Then there’s the other side: the recovery from unstable to stable. From someone who has been treated, to someone who can rebuild a life. And this is where I found the system’s most painful gap — not in the clinical care, but in the absence of compassion that surrounded it.

Compassion is not a soft extra. In recovery, it is the mechanism. It’s what makes the difference between a person who follows their care plan and a person who gives up on it. When you are at your most vulnerable — when you are quite literally not yourself, when your judgment is compromised, when you are terrified and disoriented — how you are treated by the people around you in that system either builds or destroys your ability to trust it.

I had experiences in that system that eroded trust. I had an encounter with police during my crisis that I will carry for a long time. People in mental health crises don’t need force. They need presence, patience, and de-escalation. What I experienced was a reminder that the people with the most power in those moments don’t always use it with care. And that, for someone already fragile, doesn’t just feel bad — it makes recovery harder. It makes you less willing to reach out next time. It makes the already-steep climb a little steeper.

I say this not to be bitter, but because I think it matters. The abuse of power (even institutional, even normalized) has real consequences on real people trying to get well. And it disproportionately falls on the people who are already most vulnerable: people of colour, queer people, immigrants, anyone who the system has already taught to be wary.

What carried me through: it was the people.

My mom, who got on a plane the next day even though she didn’t fully understand what was happening. Friends who came to the hospital with coloring books and snacks. A case manager who actually explained things to me instead of just handing me forms. A peer support worker who said me too without flinching. A therapist who helped me stop treating my own feelings like evidence of my brokenness.

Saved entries
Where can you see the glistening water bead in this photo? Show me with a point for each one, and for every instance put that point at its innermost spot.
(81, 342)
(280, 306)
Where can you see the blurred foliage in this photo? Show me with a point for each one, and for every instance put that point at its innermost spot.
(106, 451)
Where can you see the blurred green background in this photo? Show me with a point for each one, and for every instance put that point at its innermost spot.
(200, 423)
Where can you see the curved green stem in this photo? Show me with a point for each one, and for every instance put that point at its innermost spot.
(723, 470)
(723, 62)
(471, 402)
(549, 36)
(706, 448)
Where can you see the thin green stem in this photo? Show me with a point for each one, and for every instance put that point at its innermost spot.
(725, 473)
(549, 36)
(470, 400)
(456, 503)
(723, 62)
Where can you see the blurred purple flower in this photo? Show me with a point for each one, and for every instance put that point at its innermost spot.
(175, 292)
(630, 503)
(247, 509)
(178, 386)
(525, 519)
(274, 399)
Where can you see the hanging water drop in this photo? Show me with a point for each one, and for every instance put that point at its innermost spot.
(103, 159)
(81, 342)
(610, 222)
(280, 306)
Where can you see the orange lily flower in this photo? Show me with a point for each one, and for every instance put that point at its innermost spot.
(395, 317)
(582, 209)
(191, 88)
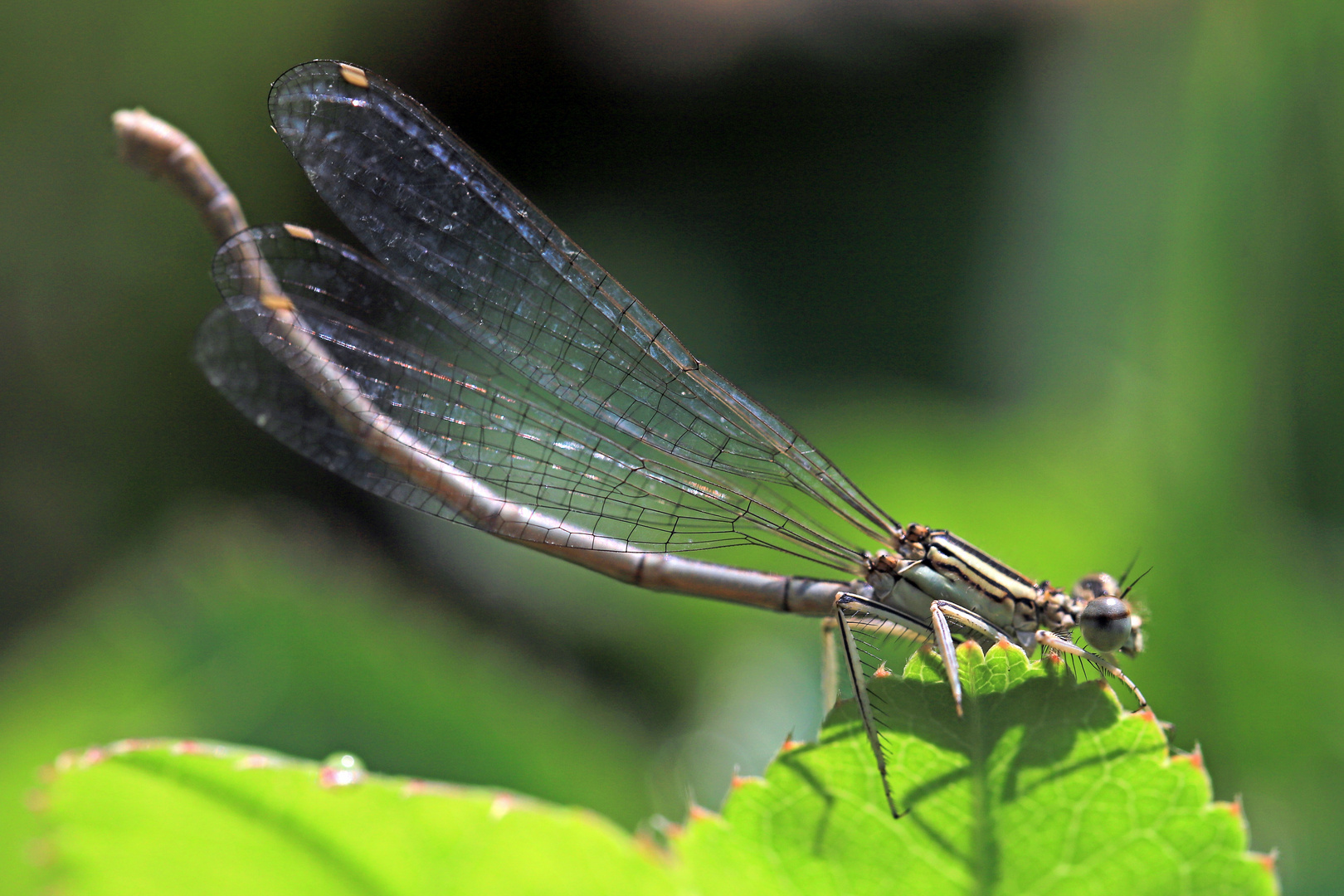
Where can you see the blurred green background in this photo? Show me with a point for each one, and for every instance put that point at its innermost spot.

...

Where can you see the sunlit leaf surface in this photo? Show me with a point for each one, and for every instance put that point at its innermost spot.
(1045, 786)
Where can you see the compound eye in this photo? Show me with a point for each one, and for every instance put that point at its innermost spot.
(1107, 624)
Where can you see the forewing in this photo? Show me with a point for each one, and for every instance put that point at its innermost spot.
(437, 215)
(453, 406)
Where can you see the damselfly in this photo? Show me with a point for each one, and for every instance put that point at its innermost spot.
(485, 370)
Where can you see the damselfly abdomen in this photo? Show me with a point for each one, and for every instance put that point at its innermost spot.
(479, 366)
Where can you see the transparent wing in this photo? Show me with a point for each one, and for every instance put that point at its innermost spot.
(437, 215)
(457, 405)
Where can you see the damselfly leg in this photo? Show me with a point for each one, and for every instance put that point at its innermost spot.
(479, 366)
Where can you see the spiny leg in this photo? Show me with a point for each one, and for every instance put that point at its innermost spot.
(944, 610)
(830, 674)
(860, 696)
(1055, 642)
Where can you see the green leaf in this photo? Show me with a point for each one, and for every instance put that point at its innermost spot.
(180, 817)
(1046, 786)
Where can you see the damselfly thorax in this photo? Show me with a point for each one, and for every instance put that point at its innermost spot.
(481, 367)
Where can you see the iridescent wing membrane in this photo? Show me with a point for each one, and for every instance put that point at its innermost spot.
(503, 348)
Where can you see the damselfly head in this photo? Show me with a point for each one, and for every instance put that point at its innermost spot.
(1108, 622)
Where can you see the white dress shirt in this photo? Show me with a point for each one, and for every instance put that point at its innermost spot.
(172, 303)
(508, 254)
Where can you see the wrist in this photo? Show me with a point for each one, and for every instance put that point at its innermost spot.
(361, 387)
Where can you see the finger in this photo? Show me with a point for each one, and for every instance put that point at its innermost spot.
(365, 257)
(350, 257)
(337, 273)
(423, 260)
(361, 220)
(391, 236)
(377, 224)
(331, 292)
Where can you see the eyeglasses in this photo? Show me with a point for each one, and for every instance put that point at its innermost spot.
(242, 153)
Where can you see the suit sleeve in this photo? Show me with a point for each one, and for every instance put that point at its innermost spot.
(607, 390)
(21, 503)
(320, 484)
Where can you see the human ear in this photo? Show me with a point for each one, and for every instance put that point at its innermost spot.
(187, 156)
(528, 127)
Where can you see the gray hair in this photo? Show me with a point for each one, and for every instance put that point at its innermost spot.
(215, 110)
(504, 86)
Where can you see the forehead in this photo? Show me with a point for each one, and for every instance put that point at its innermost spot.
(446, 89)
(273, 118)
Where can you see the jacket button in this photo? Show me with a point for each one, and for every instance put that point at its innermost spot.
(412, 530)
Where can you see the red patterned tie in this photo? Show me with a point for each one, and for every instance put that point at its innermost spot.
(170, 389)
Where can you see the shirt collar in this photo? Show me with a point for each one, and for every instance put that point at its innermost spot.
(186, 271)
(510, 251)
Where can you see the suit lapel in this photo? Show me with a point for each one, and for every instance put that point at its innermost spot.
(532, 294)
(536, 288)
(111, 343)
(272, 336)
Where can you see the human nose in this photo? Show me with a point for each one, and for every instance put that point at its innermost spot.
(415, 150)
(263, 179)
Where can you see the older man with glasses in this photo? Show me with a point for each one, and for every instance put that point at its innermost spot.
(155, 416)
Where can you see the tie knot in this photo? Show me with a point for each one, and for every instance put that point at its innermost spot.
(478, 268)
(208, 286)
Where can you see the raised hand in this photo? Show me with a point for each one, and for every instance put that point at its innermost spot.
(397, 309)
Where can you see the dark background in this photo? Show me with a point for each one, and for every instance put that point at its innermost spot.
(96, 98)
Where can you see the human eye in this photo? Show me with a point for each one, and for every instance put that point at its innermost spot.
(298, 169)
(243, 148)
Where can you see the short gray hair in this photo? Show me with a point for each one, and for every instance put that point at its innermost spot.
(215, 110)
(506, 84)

--

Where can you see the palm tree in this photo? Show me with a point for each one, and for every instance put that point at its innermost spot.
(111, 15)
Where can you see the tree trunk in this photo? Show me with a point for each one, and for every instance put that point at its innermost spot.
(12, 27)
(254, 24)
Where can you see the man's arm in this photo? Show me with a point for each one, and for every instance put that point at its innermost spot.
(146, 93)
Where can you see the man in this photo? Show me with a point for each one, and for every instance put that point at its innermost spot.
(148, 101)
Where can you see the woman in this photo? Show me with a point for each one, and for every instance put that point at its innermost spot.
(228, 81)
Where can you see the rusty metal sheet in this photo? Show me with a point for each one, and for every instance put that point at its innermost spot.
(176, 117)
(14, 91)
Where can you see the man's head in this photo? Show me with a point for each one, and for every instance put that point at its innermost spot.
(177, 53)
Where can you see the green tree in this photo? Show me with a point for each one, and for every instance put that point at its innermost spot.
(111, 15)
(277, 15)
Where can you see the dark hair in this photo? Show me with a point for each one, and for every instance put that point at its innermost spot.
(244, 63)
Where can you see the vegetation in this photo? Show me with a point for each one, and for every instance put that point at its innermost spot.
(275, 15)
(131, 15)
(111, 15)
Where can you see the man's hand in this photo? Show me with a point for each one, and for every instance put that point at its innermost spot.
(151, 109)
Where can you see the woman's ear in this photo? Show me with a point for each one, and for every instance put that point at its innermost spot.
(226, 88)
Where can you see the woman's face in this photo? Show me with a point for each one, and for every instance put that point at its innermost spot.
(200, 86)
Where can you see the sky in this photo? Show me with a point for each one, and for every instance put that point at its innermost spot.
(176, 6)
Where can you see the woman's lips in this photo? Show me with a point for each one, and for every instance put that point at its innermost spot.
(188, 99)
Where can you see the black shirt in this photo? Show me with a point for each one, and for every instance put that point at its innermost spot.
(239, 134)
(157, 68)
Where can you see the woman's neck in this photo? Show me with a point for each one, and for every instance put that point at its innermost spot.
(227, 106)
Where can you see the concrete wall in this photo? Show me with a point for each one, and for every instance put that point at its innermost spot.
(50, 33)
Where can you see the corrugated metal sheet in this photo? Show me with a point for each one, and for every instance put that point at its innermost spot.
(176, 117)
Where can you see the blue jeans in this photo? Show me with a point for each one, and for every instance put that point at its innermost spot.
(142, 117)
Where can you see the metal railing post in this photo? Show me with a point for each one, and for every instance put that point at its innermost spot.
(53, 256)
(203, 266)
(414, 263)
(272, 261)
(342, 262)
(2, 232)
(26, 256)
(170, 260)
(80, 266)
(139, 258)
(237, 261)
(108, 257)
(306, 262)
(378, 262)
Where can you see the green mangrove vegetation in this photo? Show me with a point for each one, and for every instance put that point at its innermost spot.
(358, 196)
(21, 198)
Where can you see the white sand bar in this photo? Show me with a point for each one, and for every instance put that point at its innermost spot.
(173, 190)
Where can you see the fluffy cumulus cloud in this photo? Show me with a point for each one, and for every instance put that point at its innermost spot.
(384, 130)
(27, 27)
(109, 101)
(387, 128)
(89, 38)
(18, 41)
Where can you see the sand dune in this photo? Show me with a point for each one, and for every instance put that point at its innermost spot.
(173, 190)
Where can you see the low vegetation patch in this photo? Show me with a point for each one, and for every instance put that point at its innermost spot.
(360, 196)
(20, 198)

WORK ITEM A: According to the essay on mental health recovery, what did friends bring to the hospital?
WORK ITEM B: Resume the essay on mental health recovery, picking up after its final sentence.

TASK RESPONSE A: Coloring books and snacks.

TASK RESPONSE B:
Every meaningful step forward in my recovery was because a person showed up with enough compassion to close the gap that the system left open.

But that is not how it should work. The system should be designed so that recovery doesn’t depend on whether you’re lucky enough to have the right people around you. Not everyone has a mom who can get on a flight. Not everyone has friends who visit. Not everyone has the social capital to find the one case manager who goes above and beyond.

But that is how it worked for me. And I am deeply, permanently grateful for it.

What it changed in me

I came through this more patient than I went in. More curious about what people are carrying that I can’t see. More slow to assume that the difficult person in the room is simply being difficult.

I’ve been the person in the room who looked fine and wasn’t. I’ve been the person whose behaviour looked strange from the outside and made complete internal sense to me in that moment. I’ve been on the receiving end of someone deciding what I needed without asking me. I know what it feels like to have your dignity handled carelessly by people who were just doing their jobs.

That knowledge lives in me now. It shapes how I listen. It shapes how I design. It shapes how I treat people when I’m the one with more context, more power, more capacity in the room.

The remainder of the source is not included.